* **TASKS TO CARRY OUT**:
A: Answer these from the WCAG captions guide:
(i) Which success criterion requires synchronized captions for all prerecorded audio content?
(ii) What accuracy figure does the DCMP Captioning Key use?
(iii) Which success criterion do live webinars and town halls pick up at Level AA?
B: Please echo the WCAG captions guide word for word, from "Live training (webinars, town" to "hand-correction time goes.".
C: Carry on the WCAG captions guide from the point where it stops.

* **TEXT PASSAGE**:
━━━
Compliance reference

WCAG 2.1 AA captions: the exact spec, explained for training video

Every training-ops lead eventually asks the same question: "what do captions actually have to do to pass WCAG 2.1 Level AA?" This is the short, specific answer — the success criteria, the accuracy threshold auditors use, and the non-speech sound rule most teams miss.

TL;DR

For prerecorded training video, WCAG 2.1 Level AA requires synchronized captions for all prerecorded audio content (SC 1.2.2, Level A) plus audio description for visual-only content (SC 1.2.5, Level AA). Captions must be verbatim for significant dialogue, identify speakers, and include non-speech sounds that carry meaning (music cues, laughter, alarms). The spec does not name a numeric accuracy target, but the DCMP Captioning Key — the reference most U.S. auditors cite — uses ≈99%.

Which success criteria actually apply

Level AA is cumulative: it inherits every Level A criterion, then adds its own. For prerecorded video specifically, three success criteria govern captions and timed media:

Live training (webinars, town halls) also picks up SC 1.2.4 Captions (Live) at Level AA — a different workflow with different accuracy expectations. GlossCap is prerecorded-only at v1, so 1.2.4 is out of scope here.

What the captions themselves must contain

WCAG 2.1 does not specify a numeric accuracy threshold. It requires that captions be equivalent — conveying the same information a hearing viewer would get from the audio track. In practice, auditors use the Described and Captioned Media Program's Captioning Key as the operational benchmark. Its guidance compresses to:

  1. Verbatim for dialogue. Transcribe what was said, not a summary. Preserve technical terms exactly — kubectl, tirzepatide, product names, drug names, SDK symbols. This is where YouTube's auto-caption track falls apart on training content and where the hand-correction time goes.
━━━
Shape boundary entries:
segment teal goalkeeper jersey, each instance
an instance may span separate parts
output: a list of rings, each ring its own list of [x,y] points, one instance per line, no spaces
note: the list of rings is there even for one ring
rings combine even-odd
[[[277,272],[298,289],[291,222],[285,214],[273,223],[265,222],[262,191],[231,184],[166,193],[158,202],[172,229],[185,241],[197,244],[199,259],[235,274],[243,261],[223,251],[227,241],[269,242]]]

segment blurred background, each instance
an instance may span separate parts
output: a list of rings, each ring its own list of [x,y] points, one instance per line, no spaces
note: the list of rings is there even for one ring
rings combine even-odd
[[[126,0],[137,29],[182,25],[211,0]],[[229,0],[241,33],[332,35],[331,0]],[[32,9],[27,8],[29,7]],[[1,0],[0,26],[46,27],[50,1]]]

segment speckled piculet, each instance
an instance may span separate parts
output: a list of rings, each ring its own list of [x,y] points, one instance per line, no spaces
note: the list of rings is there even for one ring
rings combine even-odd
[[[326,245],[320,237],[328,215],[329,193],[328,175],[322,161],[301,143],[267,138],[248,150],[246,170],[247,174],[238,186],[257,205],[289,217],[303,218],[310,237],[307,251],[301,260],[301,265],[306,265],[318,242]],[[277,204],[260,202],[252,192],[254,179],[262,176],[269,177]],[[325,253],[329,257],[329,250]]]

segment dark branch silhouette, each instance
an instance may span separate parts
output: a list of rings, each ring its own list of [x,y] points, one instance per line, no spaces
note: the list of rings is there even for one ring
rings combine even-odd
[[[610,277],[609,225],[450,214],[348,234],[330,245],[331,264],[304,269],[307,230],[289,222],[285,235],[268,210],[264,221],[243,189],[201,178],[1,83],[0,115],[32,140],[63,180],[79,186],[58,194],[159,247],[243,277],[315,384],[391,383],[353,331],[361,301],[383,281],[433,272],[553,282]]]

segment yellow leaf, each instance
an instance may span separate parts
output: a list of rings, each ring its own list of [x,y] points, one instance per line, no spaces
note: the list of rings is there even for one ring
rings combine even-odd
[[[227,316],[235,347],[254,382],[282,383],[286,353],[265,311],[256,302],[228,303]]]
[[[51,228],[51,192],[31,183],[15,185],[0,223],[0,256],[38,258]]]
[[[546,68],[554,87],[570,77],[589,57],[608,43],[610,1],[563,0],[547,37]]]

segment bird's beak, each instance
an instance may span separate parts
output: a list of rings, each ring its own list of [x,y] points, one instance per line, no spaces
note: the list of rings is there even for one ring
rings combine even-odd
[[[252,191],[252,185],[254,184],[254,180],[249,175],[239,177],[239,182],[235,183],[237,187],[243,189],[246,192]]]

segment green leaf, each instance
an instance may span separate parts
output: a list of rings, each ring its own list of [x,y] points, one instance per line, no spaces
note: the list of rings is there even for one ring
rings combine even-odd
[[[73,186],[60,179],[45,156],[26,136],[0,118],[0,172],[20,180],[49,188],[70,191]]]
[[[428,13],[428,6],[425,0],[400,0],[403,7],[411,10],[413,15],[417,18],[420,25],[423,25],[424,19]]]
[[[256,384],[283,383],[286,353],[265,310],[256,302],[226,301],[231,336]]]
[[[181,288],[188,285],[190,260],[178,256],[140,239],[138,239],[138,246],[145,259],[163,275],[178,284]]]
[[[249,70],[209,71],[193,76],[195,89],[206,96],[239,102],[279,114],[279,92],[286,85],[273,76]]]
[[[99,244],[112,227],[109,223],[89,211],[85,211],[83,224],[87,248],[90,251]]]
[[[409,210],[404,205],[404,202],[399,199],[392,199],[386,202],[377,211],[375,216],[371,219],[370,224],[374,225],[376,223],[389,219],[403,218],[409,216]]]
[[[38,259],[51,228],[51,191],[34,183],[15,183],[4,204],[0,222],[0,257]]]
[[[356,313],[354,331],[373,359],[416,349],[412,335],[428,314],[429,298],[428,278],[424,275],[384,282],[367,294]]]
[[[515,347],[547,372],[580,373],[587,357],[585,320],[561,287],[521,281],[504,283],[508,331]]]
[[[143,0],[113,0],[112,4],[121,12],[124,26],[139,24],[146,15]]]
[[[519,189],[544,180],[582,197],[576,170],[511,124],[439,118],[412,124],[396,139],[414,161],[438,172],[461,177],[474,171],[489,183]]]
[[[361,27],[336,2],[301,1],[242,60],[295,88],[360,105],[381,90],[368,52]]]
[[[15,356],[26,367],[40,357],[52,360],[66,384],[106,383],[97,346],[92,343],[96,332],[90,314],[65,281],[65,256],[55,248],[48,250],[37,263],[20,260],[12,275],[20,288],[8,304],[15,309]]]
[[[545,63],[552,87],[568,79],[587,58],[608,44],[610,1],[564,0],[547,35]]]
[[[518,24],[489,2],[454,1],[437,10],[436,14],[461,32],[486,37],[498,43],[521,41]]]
━━━
* **ANSWERS PER TASK**:
A:
(i) SC 1.2.2 (Level A)
(ii) ≈99%
(iii) SC 1.2.4 Captions (Live)

B:
Live training (webinars, town halls) also picks up SC 1.2.4 Captions (Live) at Level AA — a different workflow with different accuracy expectations. GlossCap is prerecorded-only at v1, so 1.2.4 is out of scope here.

What the captions themselves must contain

WCAG 2.1 does not specify a numeric accuracy threshold. It requires that captions be equivalent — conveying the same information a hearing viewer would get from the audio track. In practice, auditors use the Described and Captioned Media Program's Captioning Key as the operational benchmark. Its guidance compresses to:

  1. Verbatim for dialogue. Transcribe what was said, not a summary. Preserve technical terms exactly — kubectl, tirzepatide, product names, drug names, SDK symbols. This is where YouTube's auto-caption track falls apart on training content and where the hand-correction time goes.

C:
  2. Identify speakers when not visible. [Alex]:, [Instructor]:, or speaker-change marks.
  3. Include non-speech sounds that carry meaning. [alarm], [laughter], [background music]. Sounds that do not affect comprehension (ambient noise, breathing) are omitted.
  4. Synchronize within ≈3 seconds of the corresponding audio. Industry practice is tighter — most caption authoring tools land under 500 ms.
  5. Reading speed ≤160 words per minute for adult content; compress or break across cues if the spoken pace exceeds it.
  6. ≈99% accuracy. DCMP's Captioning Key treats 99% as the minimum acceptable word-level accuracy for educational captioning; this is the number procurement questionnaires quote back.

The non-speech sound rule most teams miss

Auto-caption output is fundamentally a speech-to-text pipeline. It does not know a fire alarm sounded or that the audience laughed, so it emits nothing in those moments. A WCAG-compliant caption track has to. An auditor sampling a 45-minute compliance training will look for three specific markers: speaker labels on voiceover sections, bracketed non-speech sounds where they matter, and timing that doesn't drift. Missing any of these on a sampled segment is typically a Level A finding, not just a warning.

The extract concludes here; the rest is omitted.